Study material.
==========

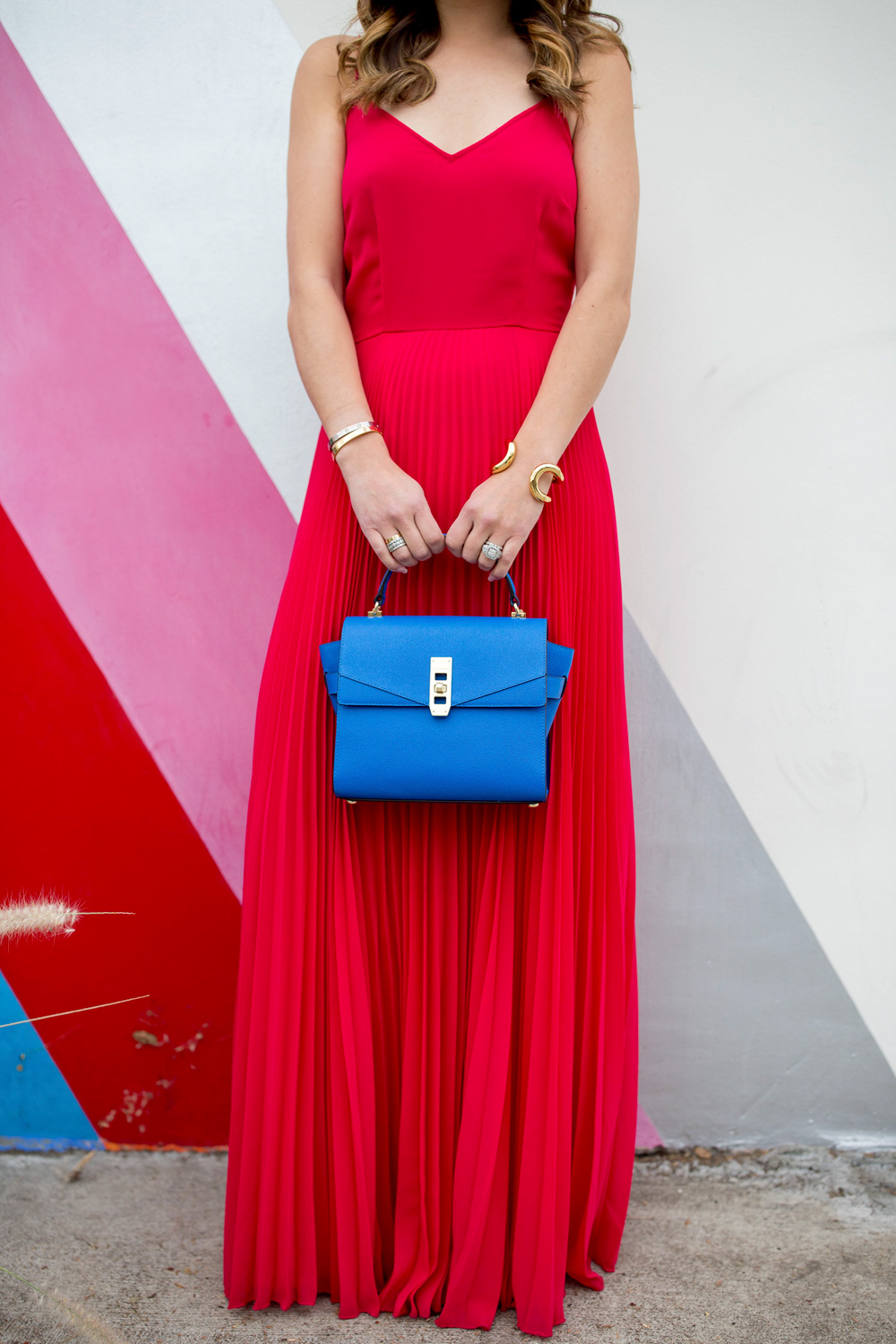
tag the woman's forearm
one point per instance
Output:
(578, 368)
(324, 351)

==========

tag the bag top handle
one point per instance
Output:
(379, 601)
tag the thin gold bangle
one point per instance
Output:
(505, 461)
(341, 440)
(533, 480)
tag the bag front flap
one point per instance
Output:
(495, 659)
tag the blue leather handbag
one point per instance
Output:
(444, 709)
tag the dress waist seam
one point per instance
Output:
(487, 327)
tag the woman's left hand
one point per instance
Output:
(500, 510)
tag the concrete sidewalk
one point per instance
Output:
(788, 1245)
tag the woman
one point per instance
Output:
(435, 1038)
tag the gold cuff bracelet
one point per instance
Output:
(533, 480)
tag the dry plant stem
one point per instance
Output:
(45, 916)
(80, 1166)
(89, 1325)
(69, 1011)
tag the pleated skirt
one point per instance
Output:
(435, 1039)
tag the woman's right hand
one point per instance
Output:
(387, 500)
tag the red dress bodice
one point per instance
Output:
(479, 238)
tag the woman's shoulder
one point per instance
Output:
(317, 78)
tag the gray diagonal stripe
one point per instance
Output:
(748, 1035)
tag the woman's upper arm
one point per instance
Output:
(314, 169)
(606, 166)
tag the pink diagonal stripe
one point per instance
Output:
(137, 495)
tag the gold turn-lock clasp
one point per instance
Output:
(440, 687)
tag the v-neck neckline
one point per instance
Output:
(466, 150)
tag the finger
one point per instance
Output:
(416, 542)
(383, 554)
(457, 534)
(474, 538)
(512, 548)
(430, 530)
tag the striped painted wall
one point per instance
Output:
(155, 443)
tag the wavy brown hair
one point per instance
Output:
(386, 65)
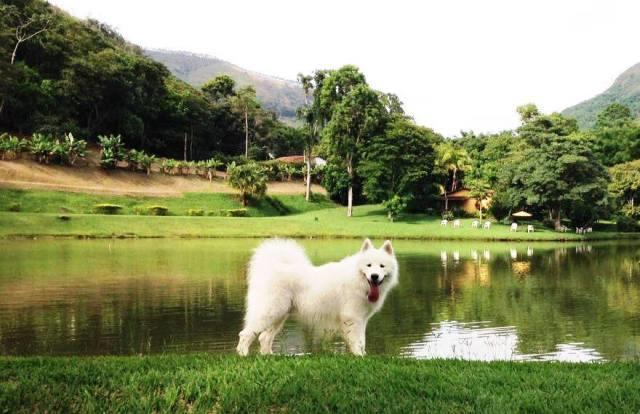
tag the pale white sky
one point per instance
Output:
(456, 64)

==========

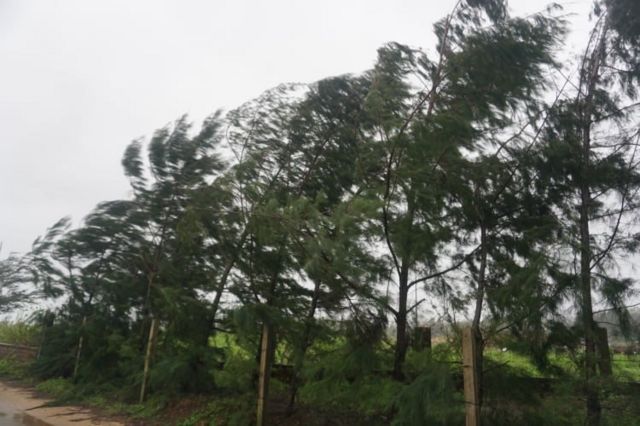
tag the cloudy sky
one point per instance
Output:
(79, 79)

==========

Problem to work on. List, from the entries above, every line in which the word "dress" shows up.

Worked solution.
tag the dress waist seam
tag the red dress bodice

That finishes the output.